Can you copy the items below verbatim, starting at the line containing "Identify every finger in the following image." and stopping after the line containing "[479, 360, 540, 392]", with the pictures left out?

----

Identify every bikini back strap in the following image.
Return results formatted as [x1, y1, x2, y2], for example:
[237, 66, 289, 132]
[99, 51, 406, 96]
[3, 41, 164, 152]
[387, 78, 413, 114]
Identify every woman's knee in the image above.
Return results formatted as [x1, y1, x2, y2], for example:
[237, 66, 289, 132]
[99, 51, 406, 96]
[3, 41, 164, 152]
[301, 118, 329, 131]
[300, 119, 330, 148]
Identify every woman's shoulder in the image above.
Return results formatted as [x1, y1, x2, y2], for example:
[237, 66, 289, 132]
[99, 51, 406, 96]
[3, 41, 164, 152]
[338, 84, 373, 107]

----

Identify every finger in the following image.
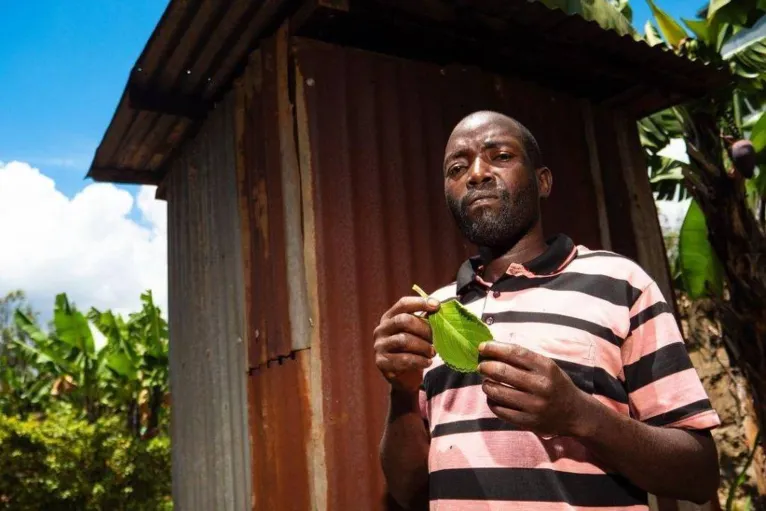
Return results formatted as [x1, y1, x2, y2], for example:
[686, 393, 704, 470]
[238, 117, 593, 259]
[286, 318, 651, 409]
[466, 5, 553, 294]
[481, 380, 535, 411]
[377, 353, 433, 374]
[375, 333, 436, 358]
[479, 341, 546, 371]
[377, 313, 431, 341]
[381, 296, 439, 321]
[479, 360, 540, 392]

----

** RIGHT ANSWER **
Identify every finger in the following image.
Return results formatted as [x1, y1, x2, y2], for example:
[686, 393, 704, 470]
[238, 117, 593, 259]
[286, 318, 651, 409]
[466, 5, 553, 294]
[481, 380, 535, 411]
[377, 353, 433, 374]
[375, 333, 436, 358]
[479, 341, 546, 371]
[377, 313, 431, 341]
[381, 296, 439, 321]
[479, 360, 540, 392]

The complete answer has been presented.